• _Text passage_:
Reputation: 45
I want to read into SAS a text file data set that uses two different delimiters, "|" and the string "[end text]". It is arranged as below:
var1|var2|var3
4657|366|text that
has some line
breaks [end text]
45|264| more text that has
line breaks [end text]
I am trying to figure out how to recognize both of these these two delimiters. I tried to use the DLMSTR option, but this didn't work:
data new ;
infile 'file.txt' dlmstr='|'||'[report_end]' DSD firstobs=2 ;
input var1 var2 var3 $;
run;
Is there any way to use these two delimiters at the same time? Or am I using the wrong input style to import my data?
Upvotes: 2
Views: 1273
Reputation: 51566
SAS can read delimited files that have embedded line breaks as long as the embedded line breaks use different character than the normal end of line. So if your real observations end with CRLF (normal for a Windows text file) and the embedded line breaks are just single LF character then those extra breaks will be treated as just another character in that field.
var1|var2|var3<CR><LF>
4657|366|text that<LF>
has some line<LF>
breaks [end text]<CR><LF>
45|264| more text that has<LF>
line breaks [end text]<CR><LF>
For example here is a data step that could convert your original file.

• _Task to complete_: Can you carry on the forum thread about reading a SAS file with two delimiters, picking up right after its last sentence? These rows have no connection to the thread above.

(Entries from a pointing dataset)
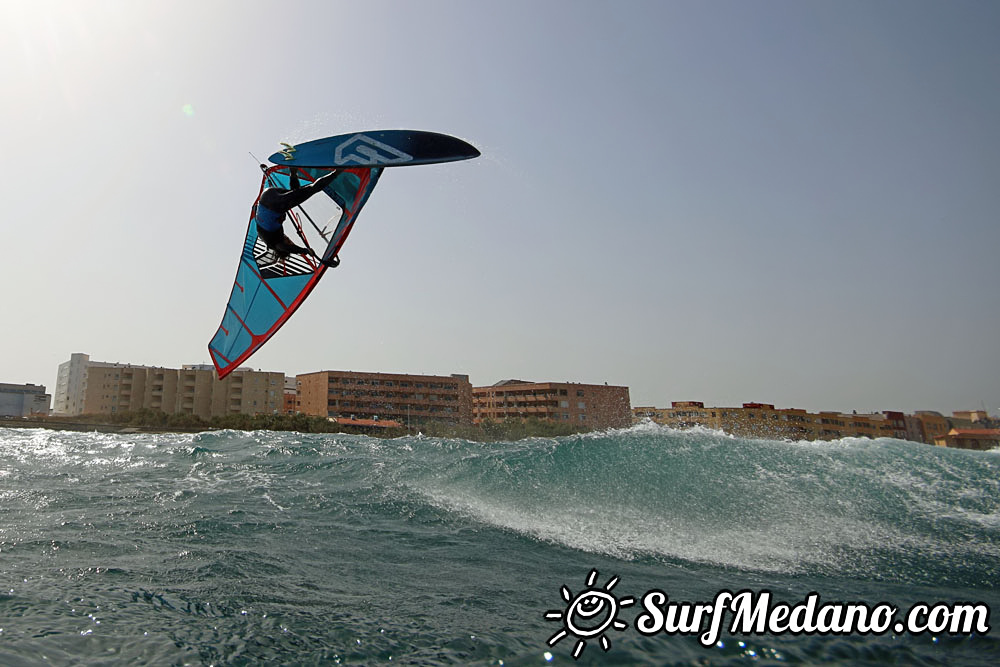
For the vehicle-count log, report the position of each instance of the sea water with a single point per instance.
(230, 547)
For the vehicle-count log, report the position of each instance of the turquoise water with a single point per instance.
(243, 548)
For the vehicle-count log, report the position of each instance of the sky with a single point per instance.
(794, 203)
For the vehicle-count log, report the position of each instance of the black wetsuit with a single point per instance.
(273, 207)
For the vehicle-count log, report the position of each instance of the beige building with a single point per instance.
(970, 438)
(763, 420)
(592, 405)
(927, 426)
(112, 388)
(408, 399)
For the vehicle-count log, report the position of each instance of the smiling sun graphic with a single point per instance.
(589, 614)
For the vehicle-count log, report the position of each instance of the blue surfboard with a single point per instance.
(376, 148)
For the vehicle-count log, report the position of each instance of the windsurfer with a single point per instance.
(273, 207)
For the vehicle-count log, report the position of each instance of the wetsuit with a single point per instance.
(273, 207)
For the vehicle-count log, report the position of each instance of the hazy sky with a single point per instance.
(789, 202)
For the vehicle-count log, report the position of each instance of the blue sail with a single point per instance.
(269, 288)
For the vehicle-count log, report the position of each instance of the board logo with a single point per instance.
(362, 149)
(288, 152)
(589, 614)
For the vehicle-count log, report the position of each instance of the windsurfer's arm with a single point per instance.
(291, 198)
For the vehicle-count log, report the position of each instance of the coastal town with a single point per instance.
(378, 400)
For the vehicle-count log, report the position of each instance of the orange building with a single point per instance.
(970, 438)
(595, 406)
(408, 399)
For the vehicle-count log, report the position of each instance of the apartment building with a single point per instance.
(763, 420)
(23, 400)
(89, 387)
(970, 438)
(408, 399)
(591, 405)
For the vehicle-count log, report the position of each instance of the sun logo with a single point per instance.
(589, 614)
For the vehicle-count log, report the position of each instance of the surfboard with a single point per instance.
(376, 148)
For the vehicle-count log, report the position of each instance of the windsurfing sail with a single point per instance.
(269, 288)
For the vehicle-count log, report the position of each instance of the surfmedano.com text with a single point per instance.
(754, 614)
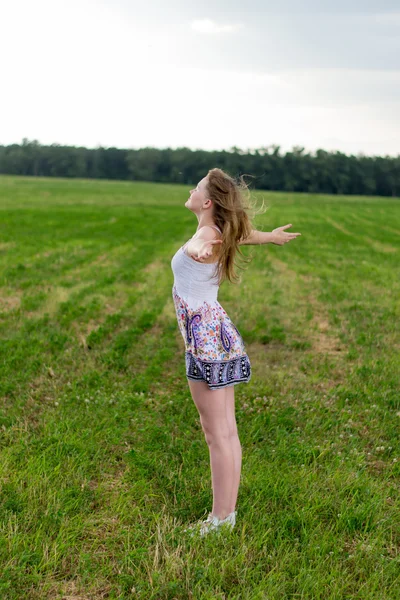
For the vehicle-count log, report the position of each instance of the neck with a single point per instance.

• _Final result_:
data _null_;
infile original lrecl=32767 ;
file copy lrecl=1000000 termstr=lf ;
input ;
_infile_ = tranwrd(_infile_,'[end text]','0d'x);
if _n_=1 then _infile_=trim(_infile_)||'0d'x;
len = length(_infile_);
put _infile_ $varying32767. len ;
run;
But it might be better to replace the embedded line breaks with some other character , like ^, instead.
data _null_;
infile original truncover ;
file copy lrecl=1000000 ;
input line $char32767.;
len = length(line);
put line $varying32767. len @;
if _n_=1 or index(_infile_,'[end text]') then put ;
else put '^' @;
run;
Result:
var1|var2|var3
4657|366|text that^has some line^breaks [end text]
45|264| more text that has^line breaks [end text]
Which is easy to read.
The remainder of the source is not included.